# Just Got A $50 Off Card From Verizon



## Maniac2k (Aug 28, 2011)

Cant wait. Still have $99 from the cancelled new every two plus this $50 off. Only $150 for a new phone. Woohoo! Bring it on!


----------



## cu-n-az (Aug 9, 2011)

How did you get that???


----------



## Maniac2k (Aug 28, 2011)

Just came in the mail. Was some flyer advertising their 4g and had a little card glued inside the front page. Normally i dont even open these things.


----------



## Mexiken (Jul 23, 2011)

Maniac2k said:


> Cant wait. Still have $99 from the cancelled new every two plus this $50 off. Only $150 for a new phone. Woohoo! Bring it on!


I'm afraid to be the one to possibly burst your bubble, but that $50 may actually be your old NE2, rebranded, and lessened. Did you recently change your plan ????


----------



## Maniac2k (Aug 28, 2011)

You're right. Those bastards reduced my ne2 to $50. What a bunch of BS! Guess the 29million they made came from ripping people off!

## Job 1
Turn the part of the records that opens with the line containing "Target: white building wall" and runs to the end of the records into a JSON list of strings, one string per line, with blank lines left out.
The forum thread has no connection to the records.

## Records provided
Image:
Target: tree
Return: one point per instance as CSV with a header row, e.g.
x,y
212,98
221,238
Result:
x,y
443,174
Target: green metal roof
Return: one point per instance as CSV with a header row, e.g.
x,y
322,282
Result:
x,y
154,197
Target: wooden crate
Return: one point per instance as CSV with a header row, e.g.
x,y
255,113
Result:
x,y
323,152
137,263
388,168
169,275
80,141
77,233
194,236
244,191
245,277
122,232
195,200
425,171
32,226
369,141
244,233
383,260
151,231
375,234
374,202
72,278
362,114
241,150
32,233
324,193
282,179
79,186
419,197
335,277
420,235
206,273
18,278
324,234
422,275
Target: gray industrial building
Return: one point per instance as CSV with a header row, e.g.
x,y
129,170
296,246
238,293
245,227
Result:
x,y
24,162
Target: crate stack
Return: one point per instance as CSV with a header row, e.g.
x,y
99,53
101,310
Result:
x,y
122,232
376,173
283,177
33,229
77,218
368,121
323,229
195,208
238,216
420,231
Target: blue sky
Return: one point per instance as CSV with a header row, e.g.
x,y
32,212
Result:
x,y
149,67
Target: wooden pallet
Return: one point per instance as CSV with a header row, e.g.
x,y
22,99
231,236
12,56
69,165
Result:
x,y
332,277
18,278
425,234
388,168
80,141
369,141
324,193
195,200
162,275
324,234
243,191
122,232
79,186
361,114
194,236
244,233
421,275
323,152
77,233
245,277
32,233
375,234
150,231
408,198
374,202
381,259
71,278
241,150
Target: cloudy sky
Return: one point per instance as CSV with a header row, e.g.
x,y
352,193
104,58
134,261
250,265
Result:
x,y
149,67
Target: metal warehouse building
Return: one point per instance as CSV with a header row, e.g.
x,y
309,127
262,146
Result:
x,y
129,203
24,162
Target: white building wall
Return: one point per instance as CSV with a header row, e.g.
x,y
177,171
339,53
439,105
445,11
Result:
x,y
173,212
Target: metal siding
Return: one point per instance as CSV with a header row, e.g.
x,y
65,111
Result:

## Job 2
Set down the entire forum thread about the Verizon $50 off card word for word.

## Correct result 1
[
  "Target: white building wall",
  "Return: one point per instance as CSV with a header row, e.g.",
  "x,y",
  "177,171",
  "339,53",
  "439,105",
  "445,11",
  "Result:",
  "x,y",
  "173,212",
  "Target: metal siding",
  "Return: one point per instance as CSV with a header row, e.g.",
  "x,y",
  "65,111",
  "Result:"
]

## Correct result 2
# Just Got A $50 Off Card From Verizon



## Maniac2k (Aug 28, 2011)

Cant wait. Still have $99 from the cancelled new every two plus this $50 off. Only $150 for a new phone. Woohoo! Bring it on!


----------



## cu-n-az (Aug 9, 2011)

How did you get that???


----------



## Maniac2k (Aug 28, 2011)

Just came in the mail. Was some flyer advertising their 4g and had a little card glued inside the front page. Normally i dont even open these things.


----------



## Mexiken (Jul 23, 2011)

Maniac2k said:


> Cant wait. Still have $99 from the cancelled new every two plus this $50 off. Only $150 for a new phone. Woohoo! Bring it on!


I'm afraid to be the one to possibly burst your bubble, but that $50 may actually be your old NE2, rebranded, and lessened. Did you recently change your plan ????


----------



## Maniac2k (Aug 28, 2011)

You're right. Those bastards reduced my ne2 to $50. What a bunch of BS! Guess the 29million they made came from ripping people off!